_提供された抜粋_
───

三つの名前を記したA4の紙にそれらを添えると、
福田先生は取り出したノートに
いちいち名前を写しながら画数を数えていく。
大切なことを確かめるように、
「いち、にい、さん、しい」と声に出しながら綴っていく。

そういった易や占術に関することを、
完全に信じ込んでいるかと問われると自信がない。
少なくとも、日常に始終意識するわけではないと思う。
けれど、そういうときに、そういう場面を、
何か新しい分野を学ぶように真剣に通過していくことが
僕は意外と好きである。
ちょっと違う例えかもしれないけれど、
宗教は意識しないが、神社に行くと真剣に拝む。
自分なりのささやかなジンクスを持っている。
枕の方角は気にしないが、初夢は覚えておかなくちゃと思う。

───

_課題の目的 1_
この抜粋について、次の問いに答えてください。
(a) 福田先生は名前をノートに写しながら、何を数えていきますか。
(b) 神社に行くと、書き手はどうしますか。
(c) 初夢について、書き手はどう思うと述べていますか。
_課題の目的 2_
この抜粋のうち、「三つの名前を記したA4の紙にそれらを添えると、」を含む語句で始まり「僕は意外と好きである。」で終わる部分を、そのまま書き写してください。
_課題の目的 3_
この抜粋にある「宗教は意識しないが、神社に行くと真剣に拝む。」という一文を英語に訳してください。
この後に続く行は、別の出典から採られたものです。

_座標アノテーションの項目_
───

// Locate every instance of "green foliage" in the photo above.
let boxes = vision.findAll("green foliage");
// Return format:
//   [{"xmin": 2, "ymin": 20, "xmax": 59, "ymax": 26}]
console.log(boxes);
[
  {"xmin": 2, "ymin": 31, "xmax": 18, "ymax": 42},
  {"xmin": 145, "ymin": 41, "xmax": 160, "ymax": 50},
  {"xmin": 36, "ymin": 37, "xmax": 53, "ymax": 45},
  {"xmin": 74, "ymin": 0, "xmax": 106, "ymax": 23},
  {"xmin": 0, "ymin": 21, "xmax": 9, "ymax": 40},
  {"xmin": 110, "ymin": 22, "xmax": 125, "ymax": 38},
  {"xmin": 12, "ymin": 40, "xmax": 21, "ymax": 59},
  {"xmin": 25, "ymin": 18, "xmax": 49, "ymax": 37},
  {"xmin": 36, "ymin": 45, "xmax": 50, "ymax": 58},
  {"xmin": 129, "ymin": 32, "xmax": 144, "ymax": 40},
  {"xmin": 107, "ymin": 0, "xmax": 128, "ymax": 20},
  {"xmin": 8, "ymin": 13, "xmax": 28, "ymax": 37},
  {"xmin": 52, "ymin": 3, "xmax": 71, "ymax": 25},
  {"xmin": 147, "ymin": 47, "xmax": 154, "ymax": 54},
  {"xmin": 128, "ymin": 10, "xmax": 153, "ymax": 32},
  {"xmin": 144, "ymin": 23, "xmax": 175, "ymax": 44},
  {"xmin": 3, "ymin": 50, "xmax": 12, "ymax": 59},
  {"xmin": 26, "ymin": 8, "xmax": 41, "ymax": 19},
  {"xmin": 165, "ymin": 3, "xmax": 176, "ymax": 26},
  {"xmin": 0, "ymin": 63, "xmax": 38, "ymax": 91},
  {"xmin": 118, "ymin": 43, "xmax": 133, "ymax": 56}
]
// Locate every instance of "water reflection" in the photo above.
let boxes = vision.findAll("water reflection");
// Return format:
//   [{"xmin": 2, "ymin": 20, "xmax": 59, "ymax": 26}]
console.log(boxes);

───

_正しい結果 1_
(a) 画数
(b) 真剣に拝む。
(c) 覚えておかなくちゃと思う。

_正しい結果 2_
三つの名前を記したA4の紙にそれらを添えると、
福田先生は取り出したノートに
いちいち名前を写しながら画数を数えていく。
大切なことを確かめるように、
「いち、にい、さん、しい」と声に出しながら綴っていく。

そういった易や占術に関することを、
完全に信じ込んでいるかと問われると自信がない。
少なくとも、日常に始終意識するわけではないと思う。
けれど、そういうときに、そういう場面を、
何か新しい分野を学ぶように真剣に通過していくことが
僕は意外と好きである。

_正しい結果 3_
I am not conscious of religion, but when I go to a shrine, I pray earnestly.